• TEXT:
• • • • • • •

Tsalik and colleagues performed a randomized, placebo-controlled, double-blind, noninferiority trial at five U.S. health centers, consisting of adults aged 18 years or older with clinically suspected nonpneumonia lower respiratory tract infection and symptom duration from 24 hours to 28 days.
The researchers randomly assigned participants with a procalcitonin concentration of 0.25 ng/mL or less in a 1:1 ratio to receive over-encapsulated oral azithromycin 250 mg or matching placebo. The primary outcome was efficacy of azithromycin placebo in terms of clinical improvement at day 5 in the intention-to-treat population.
Between Dec. 8, 2017, and March 9, 2020, 499 patients were enrolled with 249 randomly assigned to receive azithromycin and 250 placebo.
Clinical improvement at day 5 was observed in 63% (95% CI, 54%-71%) of 238 participants with full data in the placebo group and 69% (95% CI, 61%-77%) of 227 participants with full data in the azithromycin group in the intention-to-treat analysis, rendering a between-group difference of 6% (95% CI, –15% to 2%) which did not meet the noninferiority margin, according to the study.

• • • • • • •

• DATA SHOWN:
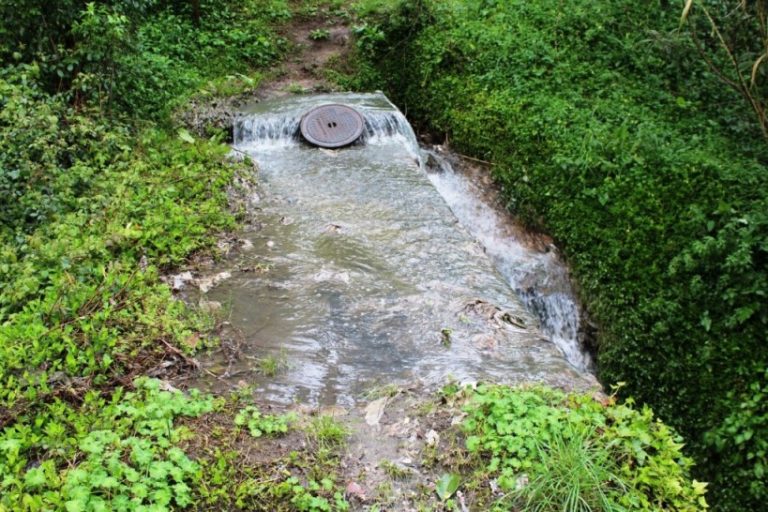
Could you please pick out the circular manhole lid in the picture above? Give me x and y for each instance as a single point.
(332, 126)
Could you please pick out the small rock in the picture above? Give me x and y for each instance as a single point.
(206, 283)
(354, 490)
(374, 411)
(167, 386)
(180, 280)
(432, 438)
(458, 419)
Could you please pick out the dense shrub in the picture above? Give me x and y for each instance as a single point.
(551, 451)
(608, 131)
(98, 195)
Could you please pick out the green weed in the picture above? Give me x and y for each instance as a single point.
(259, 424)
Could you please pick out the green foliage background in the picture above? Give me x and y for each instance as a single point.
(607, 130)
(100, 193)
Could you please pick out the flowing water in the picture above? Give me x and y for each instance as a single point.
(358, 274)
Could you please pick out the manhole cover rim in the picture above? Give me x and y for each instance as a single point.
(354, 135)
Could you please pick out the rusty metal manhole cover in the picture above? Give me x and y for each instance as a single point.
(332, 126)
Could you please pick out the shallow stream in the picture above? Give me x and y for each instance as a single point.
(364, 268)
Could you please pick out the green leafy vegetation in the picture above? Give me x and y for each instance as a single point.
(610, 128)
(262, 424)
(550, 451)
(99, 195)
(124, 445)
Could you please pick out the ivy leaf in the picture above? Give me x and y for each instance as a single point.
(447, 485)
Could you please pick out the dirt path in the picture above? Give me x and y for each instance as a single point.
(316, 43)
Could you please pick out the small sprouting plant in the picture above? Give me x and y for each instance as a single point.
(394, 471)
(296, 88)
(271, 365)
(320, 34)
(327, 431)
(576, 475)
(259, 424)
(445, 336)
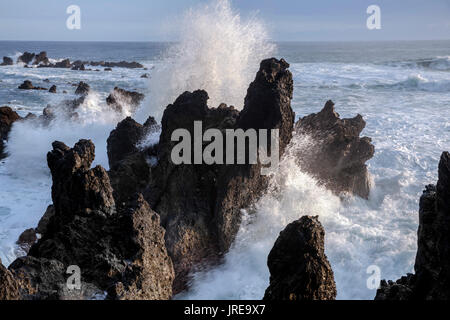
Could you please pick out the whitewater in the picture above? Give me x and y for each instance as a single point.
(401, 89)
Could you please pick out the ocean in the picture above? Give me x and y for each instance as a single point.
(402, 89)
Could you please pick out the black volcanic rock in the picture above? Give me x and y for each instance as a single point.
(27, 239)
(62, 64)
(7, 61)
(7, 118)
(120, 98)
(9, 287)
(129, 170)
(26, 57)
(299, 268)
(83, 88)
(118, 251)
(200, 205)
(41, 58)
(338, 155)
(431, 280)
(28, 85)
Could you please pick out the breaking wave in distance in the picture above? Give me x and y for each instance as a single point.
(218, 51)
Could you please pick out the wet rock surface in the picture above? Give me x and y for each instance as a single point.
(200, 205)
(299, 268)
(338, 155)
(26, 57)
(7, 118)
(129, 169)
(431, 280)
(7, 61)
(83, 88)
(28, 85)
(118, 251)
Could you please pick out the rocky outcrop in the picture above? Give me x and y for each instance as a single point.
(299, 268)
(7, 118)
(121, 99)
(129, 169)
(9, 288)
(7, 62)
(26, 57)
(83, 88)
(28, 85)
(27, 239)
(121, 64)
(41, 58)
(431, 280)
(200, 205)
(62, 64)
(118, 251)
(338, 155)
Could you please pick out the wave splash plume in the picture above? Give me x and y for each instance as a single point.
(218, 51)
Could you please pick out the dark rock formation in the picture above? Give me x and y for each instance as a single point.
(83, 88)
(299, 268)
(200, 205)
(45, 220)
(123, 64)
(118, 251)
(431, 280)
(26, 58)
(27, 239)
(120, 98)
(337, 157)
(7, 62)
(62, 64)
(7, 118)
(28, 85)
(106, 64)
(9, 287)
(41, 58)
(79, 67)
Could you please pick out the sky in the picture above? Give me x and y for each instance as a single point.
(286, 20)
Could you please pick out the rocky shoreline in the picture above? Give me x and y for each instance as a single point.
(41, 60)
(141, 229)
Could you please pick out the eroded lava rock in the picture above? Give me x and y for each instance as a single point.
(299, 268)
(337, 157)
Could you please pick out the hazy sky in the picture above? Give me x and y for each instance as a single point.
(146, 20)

• • • • • • •

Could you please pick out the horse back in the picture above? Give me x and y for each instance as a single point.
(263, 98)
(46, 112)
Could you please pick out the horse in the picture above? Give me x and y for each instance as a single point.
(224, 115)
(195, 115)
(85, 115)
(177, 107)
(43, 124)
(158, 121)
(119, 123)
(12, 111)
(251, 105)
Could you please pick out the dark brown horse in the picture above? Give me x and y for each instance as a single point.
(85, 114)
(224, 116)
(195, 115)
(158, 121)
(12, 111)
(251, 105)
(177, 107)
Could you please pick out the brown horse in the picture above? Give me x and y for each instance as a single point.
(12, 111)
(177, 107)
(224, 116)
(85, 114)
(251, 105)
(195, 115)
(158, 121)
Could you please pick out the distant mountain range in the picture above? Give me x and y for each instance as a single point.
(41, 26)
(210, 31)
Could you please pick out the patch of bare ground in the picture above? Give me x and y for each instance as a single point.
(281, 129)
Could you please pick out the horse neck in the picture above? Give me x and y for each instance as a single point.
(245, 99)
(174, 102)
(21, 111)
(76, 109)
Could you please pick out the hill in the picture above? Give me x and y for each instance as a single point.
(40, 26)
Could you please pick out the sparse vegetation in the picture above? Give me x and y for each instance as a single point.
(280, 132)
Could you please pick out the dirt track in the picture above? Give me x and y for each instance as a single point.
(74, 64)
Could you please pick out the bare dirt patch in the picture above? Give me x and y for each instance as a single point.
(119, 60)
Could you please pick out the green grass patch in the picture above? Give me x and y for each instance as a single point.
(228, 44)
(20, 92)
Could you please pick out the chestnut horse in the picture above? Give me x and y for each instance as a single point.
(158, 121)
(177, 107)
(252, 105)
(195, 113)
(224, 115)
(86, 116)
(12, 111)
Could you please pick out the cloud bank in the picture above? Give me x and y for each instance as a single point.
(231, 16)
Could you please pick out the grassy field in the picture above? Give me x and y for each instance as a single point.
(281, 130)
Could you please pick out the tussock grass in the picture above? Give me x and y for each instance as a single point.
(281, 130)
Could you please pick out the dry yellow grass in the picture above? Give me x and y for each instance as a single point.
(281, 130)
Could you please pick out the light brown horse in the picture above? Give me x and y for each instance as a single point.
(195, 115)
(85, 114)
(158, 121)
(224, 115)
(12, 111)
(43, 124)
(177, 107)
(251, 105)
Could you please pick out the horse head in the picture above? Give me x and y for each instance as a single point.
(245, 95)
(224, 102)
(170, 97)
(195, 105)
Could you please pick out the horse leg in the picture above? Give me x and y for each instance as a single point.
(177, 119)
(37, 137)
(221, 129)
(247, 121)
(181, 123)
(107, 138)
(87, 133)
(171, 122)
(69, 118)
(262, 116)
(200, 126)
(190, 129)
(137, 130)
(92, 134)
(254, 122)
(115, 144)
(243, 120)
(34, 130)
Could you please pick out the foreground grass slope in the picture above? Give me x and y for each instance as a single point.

• • • • • • •

• EXERCISE REQUIREMENTS:
1) Copy word for word the part of the azithromycin trial passage that opens with the words containing "Tsalik and colleagues" and closes with "to 28 days.".
2) Resume the passage about the azithromycin trial, picking up after its final sentence.

• EXPECTED RESPONSES:
1)
Tsalik and colleagues performed a randomized, placebo-controlled, double-blind, noninferiority trial at five U.S. health centers, consisting of adults aged 18 years or older with clinically suspected nonpneumonia lower respiratory tract infection and symptom duration from 24 hours to 28 days.

2)
Tsalik added that at day 11, treatment with placebo was considered noninferior despite those treated with antibiotics seemingly improving faster at day 5.
Additionally, adverse events and the severity of adverse events were not significantly different between groups at day 5, except for increased abdominal pain associated with azithromycin (23%; 95% CI, 18%-29%) compared with placebo (16%; 95% CI, 12%-21%).
“Decisions about whether to use this biomarker to guide antibiotic use should account for the need to maximize rates of clinical improvement (as in those with severe comorbidities at baseline) while minimizing antibiotic related side effects and trying to decrease unnecessary antibiotic use,” Tsalik said.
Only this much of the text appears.